_MATERIAL TO PROCESS_
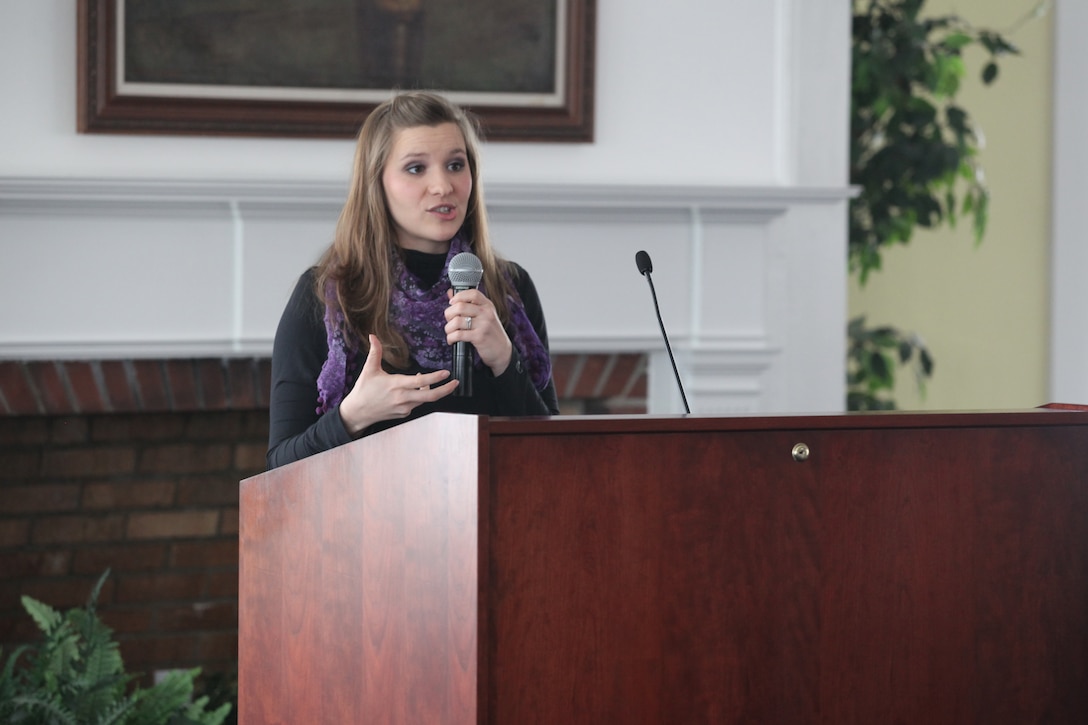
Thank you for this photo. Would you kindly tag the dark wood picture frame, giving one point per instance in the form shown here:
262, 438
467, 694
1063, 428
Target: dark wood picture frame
102, 109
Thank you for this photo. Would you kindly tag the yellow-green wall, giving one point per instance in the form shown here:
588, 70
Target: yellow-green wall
984, 311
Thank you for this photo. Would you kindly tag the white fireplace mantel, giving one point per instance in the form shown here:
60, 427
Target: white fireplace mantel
751, 280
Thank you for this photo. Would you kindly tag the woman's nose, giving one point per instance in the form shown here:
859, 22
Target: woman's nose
441, 183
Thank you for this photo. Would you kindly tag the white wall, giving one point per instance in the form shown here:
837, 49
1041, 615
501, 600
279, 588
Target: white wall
689, 91
1068, 265
720, 128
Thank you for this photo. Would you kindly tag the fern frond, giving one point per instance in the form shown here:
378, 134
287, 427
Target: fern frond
45, 616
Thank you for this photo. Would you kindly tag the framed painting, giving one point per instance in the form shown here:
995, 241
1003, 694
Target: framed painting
317, 68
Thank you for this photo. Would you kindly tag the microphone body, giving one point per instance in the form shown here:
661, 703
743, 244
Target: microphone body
645, 267
465, 273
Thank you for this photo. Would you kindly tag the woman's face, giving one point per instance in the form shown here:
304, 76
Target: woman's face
428, 183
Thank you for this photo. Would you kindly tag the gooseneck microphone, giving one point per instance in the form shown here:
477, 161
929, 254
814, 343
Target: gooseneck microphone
645, 267
465, 273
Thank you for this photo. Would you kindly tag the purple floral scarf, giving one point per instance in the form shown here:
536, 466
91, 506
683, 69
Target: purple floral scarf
419, 315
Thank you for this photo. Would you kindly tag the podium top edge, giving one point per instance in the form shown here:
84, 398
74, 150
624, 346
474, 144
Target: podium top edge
1048, 416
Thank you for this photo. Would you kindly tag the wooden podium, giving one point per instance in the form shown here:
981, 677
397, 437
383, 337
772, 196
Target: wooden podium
910, 568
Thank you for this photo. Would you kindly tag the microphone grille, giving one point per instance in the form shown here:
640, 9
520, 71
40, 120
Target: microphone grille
465, 270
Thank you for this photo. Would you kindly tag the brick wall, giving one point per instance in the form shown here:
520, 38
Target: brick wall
134, 466
151, 496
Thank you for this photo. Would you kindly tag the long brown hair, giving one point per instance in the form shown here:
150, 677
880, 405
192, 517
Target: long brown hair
358, 263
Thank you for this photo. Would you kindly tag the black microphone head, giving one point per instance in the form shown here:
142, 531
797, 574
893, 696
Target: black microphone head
465, 271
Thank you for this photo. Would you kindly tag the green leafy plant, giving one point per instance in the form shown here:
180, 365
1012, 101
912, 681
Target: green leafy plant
76, 676
913, 158
872, 359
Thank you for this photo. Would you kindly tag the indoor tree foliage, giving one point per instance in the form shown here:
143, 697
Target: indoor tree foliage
75, 676
914, 159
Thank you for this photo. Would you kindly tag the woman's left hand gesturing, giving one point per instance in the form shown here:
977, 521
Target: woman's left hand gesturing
471, 318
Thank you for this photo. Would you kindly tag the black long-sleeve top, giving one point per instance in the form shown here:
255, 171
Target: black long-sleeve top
295, 428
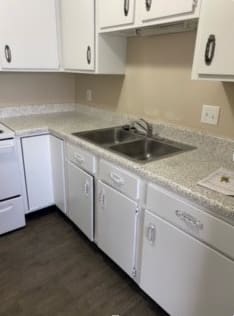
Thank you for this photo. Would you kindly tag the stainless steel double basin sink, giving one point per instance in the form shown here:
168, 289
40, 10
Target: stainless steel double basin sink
132, 144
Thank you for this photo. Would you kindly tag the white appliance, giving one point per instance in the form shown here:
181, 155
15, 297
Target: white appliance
11, 201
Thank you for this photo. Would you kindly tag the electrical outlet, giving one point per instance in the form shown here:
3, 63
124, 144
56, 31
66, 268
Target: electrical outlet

_YOUR GOAL_
Return each line of the material above in which the string "outlet" appears.

_ANSWER TO THE EXERCISE_
Thank you for this photo. Would you kindly tag the electrical outlet, giving one point per instance in the form shown here:
Target: electrical outlet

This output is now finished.